## DATASET EXCERPTS

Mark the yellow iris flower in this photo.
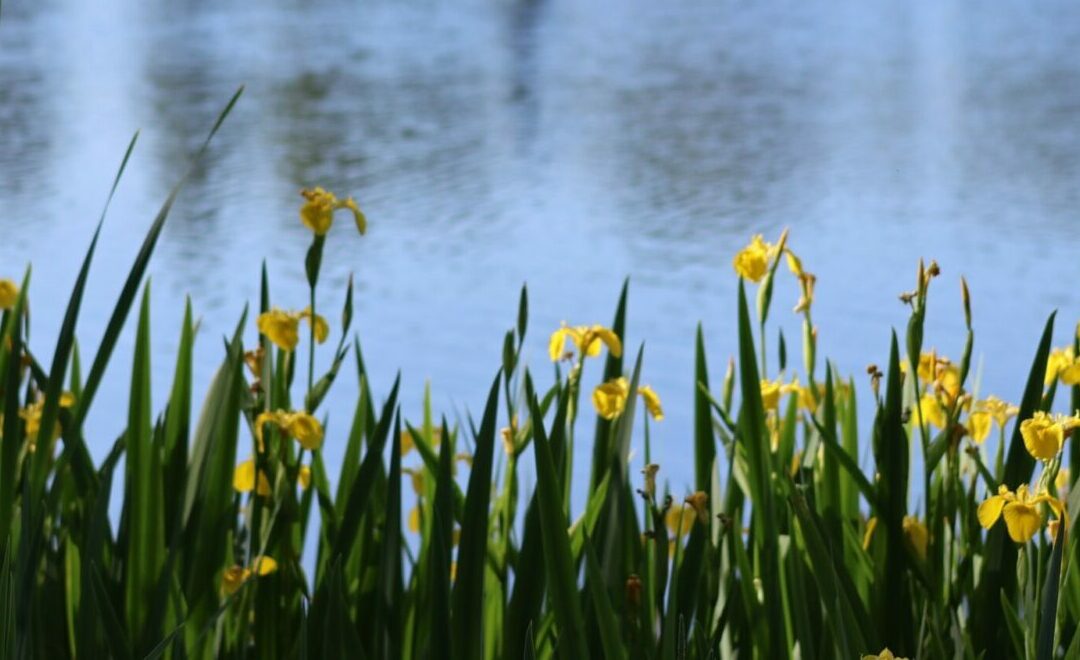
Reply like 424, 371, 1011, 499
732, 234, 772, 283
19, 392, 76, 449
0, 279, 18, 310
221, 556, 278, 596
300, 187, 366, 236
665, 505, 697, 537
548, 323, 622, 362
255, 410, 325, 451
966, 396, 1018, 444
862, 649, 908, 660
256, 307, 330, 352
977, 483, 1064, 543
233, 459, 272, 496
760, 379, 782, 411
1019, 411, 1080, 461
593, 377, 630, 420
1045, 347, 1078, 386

* * *

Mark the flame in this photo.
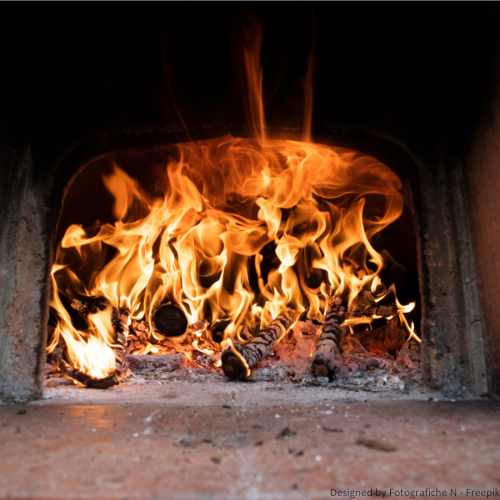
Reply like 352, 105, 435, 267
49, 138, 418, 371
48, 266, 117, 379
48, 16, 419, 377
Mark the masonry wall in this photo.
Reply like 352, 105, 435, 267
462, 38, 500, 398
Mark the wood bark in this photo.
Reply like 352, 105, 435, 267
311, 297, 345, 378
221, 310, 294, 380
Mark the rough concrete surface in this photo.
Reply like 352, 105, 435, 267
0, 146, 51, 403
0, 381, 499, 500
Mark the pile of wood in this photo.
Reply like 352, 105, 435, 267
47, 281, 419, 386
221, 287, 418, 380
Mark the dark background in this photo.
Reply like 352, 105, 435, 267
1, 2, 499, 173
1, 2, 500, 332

---

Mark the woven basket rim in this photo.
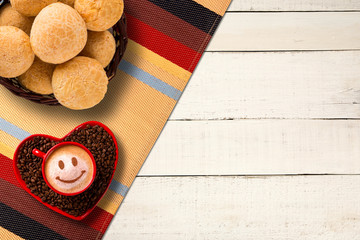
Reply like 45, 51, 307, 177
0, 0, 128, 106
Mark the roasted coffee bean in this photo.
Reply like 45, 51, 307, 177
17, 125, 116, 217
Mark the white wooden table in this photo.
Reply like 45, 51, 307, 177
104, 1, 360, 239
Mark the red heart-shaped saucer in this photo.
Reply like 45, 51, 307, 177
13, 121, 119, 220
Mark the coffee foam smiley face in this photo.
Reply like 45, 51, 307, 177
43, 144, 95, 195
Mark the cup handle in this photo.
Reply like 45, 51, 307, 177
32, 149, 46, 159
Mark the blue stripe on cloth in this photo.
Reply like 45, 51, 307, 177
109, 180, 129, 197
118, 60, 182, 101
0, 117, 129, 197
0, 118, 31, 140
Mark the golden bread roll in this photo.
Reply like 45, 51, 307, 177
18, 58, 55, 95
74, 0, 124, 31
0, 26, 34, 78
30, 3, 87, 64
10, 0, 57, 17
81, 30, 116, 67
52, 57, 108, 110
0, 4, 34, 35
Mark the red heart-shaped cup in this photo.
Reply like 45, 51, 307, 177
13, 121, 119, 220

## WORK TASK
Will you return exactly the lines above from the one with "Mark the blue stripe on cloth in this photo." down to the one with "Mark the golden bread roll in this photo.", counting both as part of the range?

## TASK OUTPUT
Mark the blue stripe on cloth in this photo.
Reply like 45, 51, 307, 177
109, 180, 129, 197
118, 60, 182, 101
0, 117, 129, 197
0, 118, 31, 140
Mark the golden bread roll in this photo.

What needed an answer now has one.